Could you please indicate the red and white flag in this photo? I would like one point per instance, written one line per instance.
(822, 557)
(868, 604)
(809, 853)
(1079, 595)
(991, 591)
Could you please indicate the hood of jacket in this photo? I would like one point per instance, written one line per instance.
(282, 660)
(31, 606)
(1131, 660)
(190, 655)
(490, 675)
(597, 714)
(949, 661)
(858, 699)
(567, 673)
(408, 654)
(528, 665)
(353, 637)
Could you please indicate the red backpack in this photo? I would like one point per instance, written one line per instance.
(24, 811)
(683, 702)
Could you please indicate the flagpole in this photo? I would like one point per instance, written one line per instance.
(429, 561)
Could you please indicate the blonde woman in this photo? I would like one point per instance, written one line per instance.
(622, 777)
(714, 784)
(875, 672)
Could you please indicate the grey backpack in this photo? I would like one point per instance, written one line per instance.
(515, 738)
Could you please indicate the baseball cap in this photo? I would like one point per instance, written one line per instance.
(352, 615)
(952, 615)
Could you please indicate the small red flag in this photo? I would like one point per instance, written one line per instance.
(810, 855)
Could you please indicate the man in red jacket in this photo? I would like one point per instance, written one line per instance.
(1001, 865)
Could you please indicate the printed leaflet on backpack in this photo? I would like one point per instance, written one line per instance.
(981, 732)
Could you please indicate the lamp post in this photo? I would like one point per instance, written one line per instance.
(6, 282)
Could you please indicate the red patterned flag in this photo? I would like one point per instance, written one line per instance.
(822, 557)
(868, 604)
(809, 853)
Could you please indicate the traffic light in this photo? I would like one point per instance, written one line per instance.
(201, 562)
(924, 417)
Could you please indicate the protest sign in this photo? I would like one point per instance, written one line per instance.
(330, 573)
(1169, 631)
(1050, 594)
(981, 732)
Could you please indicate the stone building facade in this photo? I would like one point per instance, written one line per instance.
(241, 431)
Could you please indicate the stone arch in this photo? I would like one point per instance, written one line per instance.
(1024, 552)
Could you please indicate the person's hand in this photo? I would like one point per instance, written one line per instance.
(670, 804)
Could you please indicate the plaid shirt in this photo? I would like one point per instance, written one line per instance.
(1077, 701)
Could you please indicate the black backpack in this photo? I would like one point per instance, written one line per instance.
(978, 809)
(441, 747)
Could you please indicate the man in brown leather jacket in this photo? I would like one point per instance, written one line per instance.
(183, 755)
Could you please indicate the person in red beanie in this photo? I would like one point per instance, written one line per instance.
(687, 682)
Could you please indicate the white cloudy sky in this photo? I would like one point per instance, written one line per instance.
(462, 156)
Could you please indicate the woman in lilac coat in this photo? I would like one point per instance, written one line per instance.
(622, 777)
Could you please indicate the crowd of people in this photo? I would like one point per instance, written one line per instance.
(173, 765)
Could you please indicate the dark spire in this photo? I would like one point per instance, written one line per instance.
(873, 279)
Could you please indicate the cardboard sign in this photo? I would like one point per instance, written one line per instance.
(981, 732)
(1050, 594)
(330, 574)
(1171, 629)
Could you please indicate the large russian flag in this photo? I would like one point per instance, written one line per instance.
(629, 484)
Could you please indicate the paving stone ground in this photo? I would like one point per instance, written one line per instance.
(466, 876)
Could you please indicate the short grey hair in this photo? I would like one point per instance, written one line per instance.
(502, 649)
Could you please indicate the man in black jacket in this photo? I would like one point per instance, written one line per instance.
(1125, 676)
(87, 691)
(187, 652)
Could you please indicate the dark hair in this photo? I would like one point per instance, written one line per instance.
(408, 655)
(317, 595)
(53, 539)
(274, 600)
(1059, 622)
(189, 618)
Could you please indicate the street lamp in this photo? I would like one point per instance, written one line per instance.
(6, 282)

TASK DESCRIPTION: Would you please set down the lines from the one with "Could you please indicate the dark hair" to the end of the data above, exactly and without any other lines?

SOLUTION TO THE PROBLEM:
Could you please indicate the dark hair in this photo? I would like one point per instance, written one line per instance.
(408, 655)
(317, 595)
(53, 539)
(274, 600)
(1059, 622)
(189, 618)
Could you please indicate the street lamp in this photo? I would like one point per instance, written one line per instance.
(6, 282)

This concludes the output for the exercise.